# [Text section]
· · ·

# 03 — Build Gold Layer (Spark SQL)

> **Colab-ready Spark SQL notebooks** following Medallion Architecture.
> Run notebooks in order: **01 Bronze → 02 Silver → 03 Gold → Analytics**.

### Conventions
- Databases (schemas): `bronze`, `silver`, `gold`
- Naming: `snake_case`
- Storage: managed tables under `/content/spark-warehouse` (created automatically)
- All code uses **Spark SQL** via `spark.sql(...)` and shows previews with `.show(10, truncate=False)`

In [None]:
from pyspark.sql import SparkSession
spark = (SparkSession.builder.appName("Medallion-SparkSQL")
         .config("spark.sql.warehouse.dir", "/content/spark-warehouse")

· · ·

Excerpts of labeled region data:

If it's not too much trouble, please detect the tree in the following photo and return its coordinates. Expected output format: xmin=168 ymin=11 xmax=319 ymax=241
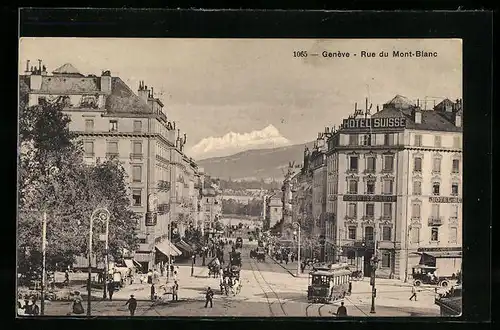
xmin=18 ymin=94 xmax=137 ymax=273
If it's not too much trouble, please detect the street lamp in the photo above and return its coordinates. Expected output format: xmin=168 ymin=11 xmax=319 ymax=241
xmin=87 ymin=208 xmax=110 ymax=316
xmin=370 ymin=255 xmax=378 ymax=314
xmin=292 ymin=222 xmax=300 ymax=277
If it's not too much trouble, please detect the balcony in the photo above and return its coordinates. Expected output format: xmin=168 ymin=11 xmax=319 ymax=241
xmin=354 ymin=238 xmax=375 ymax=249
xmin=157 ymin=180 xmax=170 ymax=191
xmin=130 ymin=152 xmax=143 ymax=159
xmin=428 ymin=216 xmax=443 ymax=226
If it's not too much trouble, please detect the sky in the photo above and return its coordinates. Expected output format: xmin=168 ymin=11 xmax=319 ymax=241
xmin=19 ymin=38 xmax=462 ymax=159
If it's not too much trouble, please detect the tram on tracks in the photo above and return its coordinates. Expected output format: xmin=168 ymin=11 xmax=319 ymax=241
xmin=307 ymin=265 xmax=351 ymax=303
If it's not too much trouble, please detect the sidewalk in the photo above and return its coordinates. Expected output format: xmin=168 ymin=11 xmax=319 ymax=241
xmin=113 ymin=262 xmax=219 ymax=301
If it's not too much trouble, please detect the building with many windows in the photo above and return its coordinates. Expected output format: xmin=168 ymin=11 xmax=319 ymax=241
xmin=20 ymin=61 xmax=203 ymax=269
xmin=326 ymin=95 xmax=463 ymax=280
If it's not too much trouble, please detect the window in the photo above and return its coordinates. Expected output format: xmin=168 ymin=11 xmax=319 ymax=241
xmin=431 ymin=227 xmax=439 ymax=242
xmin=107 ymin=141 xmax=118 ymax=155
xmin=347 ymin=226 xmax=356 ymax=239
xmin=411 ymin=227 xmax=420 ymax=244
xmin=109 ymin=120 xmax=118 ymax=132
xmin=366 ymin=156 xmax=376 ymax=173
xmin=382 ymin=226 xmax=392 ymax=241
xmin=349 ymin=134 xmax=358 ymax=146
xmin=347 ymin=203 xmax=357 ymax=218
xmin=384 ymin=179 xmax=392 ymax=195
xmin=132 ymin=165 xmax=142 ymax=182
xmin=83 ymin=141 xmax=94 ymax=156
xmin=434 ymin=135 xmax=441 ymax=148
xmin=366 ymin=180 xmax=375 ymax=195
xmin=365 ymin=203 xmax=375 ymax=218
xmin=451 ymin=159 xmax=460 ymax=173
xmin=363 ymin=134 xmax=372 ymax=146
xmin=432 ymin=182 xmax=439 ymax=196
xmin=382 ymin=251 xmax=391 ymax=268
xmin=349 ymin=180 xmax=358 ymax=194
xmin=431 ymin=204 xmax=439 ymax=218
xmin=134 ymin=120 xmax=142 ymax=133
xmin=384 ymin=155 xmax=394 ymax=172
xmin=450 ymin=227 xmax=458 ymax=243
xmin=384 ymin=134 xmax=394 ymax=146
xmin=413 ymin=181 xmax=422 ymax=196
xmin=413 ymin=157 xmax=422 ymax=172
xmin=383 ymin=203 xmax=392 ymax=219
xmin=432 ymin=157 xmax=441 ymax=173
xmin=132 ymin=189 xmax=142 ymax=206
xmin=411 ymin=203 xmax=420 ymax=218
xmin=349 ymin=156 xmax=358 ymax=172
xmin=134 ymin=142 xmax=142 ymax=154
xmin=415 ymin=134 xmax=422 ymax=147
xmin=85 ymin=119 xmax=94 ymax=132
xmin=365 ymin=227 xmax=373 ymax=241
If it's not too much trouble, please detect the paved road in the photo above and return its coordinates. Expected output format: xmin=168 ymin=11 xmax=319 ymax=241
xmin=37 ymin=243 xmax=439 ymax=317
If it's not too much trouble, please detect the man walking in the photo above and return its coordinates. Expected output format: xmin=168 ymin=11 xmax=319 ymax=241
xmin=410 ymin=285 xmax=417 ymax=301
xmin=125 ymin=294 xmax=137 ymax=316
xmin=172 ymin=281 xmax=179 ymax=301
xmin=107 ymin=281 xmax=115 ymax=301
xmin=337 ymin=302 xmax=347 ymax=317
xmin=205 ymin=287 xmax=214 ymax=308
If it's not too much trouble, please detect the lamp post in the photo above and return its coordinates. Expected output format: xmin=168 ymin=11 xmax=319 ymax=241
xmin=370 ymin=255 xmax=378 ymax=314
xmin=293 ymin=222 xmax=300 ymax=277
xmin=87 ymin=208 xmax=110 ymax=316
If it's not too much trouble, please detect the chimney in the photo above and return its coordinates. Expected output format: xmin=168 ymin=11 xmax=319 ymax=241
xmin=101 ymin=70 xmax=111 ymax=94
xmin=413 ymin=107 xmax=422 ymax=124
xmin=137 ymin=80 xmax=149 ymax=103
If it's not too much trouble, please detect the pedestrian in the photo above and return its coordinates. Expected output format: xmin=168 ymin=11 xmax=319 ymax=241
xmin=337 ymin=302 xmax=347 ymax=317
xmin=71 ymin=291 xmax=85 ymax=314
xmin=151 ymin=283 xmax=156 ymax=301
xmin=410 ymin=285 xmax=417 ymax=301
xmin=205 ymin=287 xmax=214 ymax=308
xmin=125 ymin=294 xmax=137 ymax=316
xmin=172 ymin=281 xmax=179 ymax=301
xmin=107 ymin=281 xmax=115 ymax=301
xmin=148 ymin=269 xmax=153 ymax=284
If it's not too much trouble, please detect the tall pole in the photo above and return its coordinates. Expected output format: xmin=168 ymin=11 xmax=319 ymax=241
xmin=103 ymin=218 xmax=109 ymax=299
xmin=40 ymin=211 xmax=47 ymax=315
xmin=87 ymin=213 xmax=94 ymax=316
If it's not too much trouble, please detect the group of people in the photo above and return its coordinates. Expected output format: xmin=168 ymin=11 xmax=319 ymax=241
xmin=17 ymin=295 xmax=40 ymax=316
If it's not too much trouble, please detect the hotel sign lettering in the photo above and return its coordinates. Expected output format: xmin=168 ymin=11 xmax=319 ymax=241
xmin=342 ymin=195 xmax=396 ymax=202
xmin=342 ymin=117 xmax=406 ymax=128
xmin=429 ymin=196 xmax=462 ymax=203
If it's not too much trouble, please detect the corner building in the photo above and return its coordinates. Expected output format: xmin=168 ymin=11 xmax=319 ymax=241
xmin=19 ymin=61 xmax=203 ymax=270
xmin=326 ymin=95 xmax=463 ymax=281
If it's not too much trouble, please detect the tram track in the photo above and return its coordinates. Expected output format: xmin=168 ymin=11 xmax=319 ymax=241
xmin=248 ymin=249 xmax=288 ymax=316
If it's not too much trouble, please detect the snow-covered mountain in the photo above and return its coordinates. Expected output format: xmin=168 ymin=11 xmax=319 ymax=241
xmin=189 ymin=125 xmax=290 ymax=159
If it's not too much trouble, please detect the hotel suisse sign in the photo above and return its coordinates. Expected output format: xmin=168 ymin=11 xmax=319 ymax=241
xmin=342 ymin=195 xmax=396 ymax=203
xmin=429 ymin=196 xmax=462 ymax=203
xmin=342 ymin=117 xmax=406 ymax=129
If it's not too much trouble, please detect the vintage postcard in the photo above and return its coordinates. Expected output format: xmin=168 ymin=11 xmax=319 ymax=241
xmin=17 ymin=38 xmax=464 ymax=318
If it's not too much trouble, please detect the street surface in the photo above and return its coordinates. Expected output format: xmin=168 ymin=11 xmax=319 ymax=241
xmin=38 ymin=240 xmax=439 ymax=317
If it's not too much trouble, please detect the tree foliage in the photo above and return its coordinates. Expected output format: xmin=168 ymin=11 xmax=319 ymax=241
xmin=18 ymin=97 xmax=137 ymax=273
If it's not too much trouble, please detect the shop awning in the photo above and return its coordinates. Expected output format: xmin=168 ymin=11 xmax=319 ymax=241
xmin=420 ymin=251 xmax=462 ymax=258
xmin=156 ymin=239 xmax=182 ymax=257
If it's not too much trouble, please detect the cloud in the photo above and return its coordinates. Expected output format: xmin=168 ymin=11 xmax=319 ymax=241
xmin=190 ymin=125 xmax=290 ymax=159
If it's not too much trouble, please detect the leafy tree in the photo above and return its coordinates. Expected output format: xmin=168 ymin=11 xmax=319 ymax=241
xmin=18 ymin=94 xmax=137 ymax=273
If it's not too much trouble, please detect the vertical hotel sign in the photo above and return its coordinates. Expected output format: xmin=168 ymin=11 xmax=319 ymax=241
xmin=146 ymin=193 xmax=158 ymax=227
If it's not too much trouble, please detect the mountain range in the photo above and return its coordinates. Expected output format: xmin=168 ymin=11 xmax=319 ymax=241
xmin=197 ymin=142 xmax=313 ymax=181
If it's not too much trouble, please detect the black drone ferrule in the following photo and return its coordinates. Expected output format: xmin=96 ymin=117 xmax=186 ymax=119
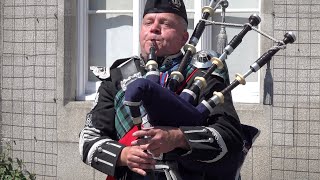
xmin=221 ymin=80 xmax=240 ymax=95
xmin=203 ymin=64 xmax=218 ymax=79
xmin=189 ymin=12 xmax=210 ymax=46
xmin=148 ymin=45 xmax=157 ymax=61
xmin=229 ymin=15 xmax=260 ymax=49
xmin=250 ymin=32 xmax=296 ymax=72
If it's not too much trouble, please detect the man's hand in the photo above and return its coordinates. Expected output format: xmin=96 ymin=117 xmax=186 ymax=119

· · ·

# [Set tasks]
#1 According to the Gold layer notebook, where are the managed tables stored?
#2 Pick up the Gold layer notebook from its final line and keep going.

# [In response]
#1 Under `/content/spark-warehouse`, created automatically.

#2
         .enableHiveSupport().getOrCreate())
for db in ["bronze","silver","gold"]:
    spark.sql(f"CREATE DATABASE IF NOT EXISTS {db}")
print("Databases ready:", [r.databaseName for r in spark.sql("SHOW DATABASES").collect()])

In [None]:
def preview(table_fqn, limit=10):
    print("\n=== Preview:", table_fqn, "===")
    spark.sql(f"SELECT COUNT(*) AS row_count FROM {table_fqn}").show(truncate=False)
    spark.sql(f"SELECT * FROM {table_fqn} LIMIT {limit}").show(limit, truncate=False)

### gold.dim_customers (VIEW)

In [None]:
spark.sql("DROP VIEW IF EXISTS gold.dim_customers")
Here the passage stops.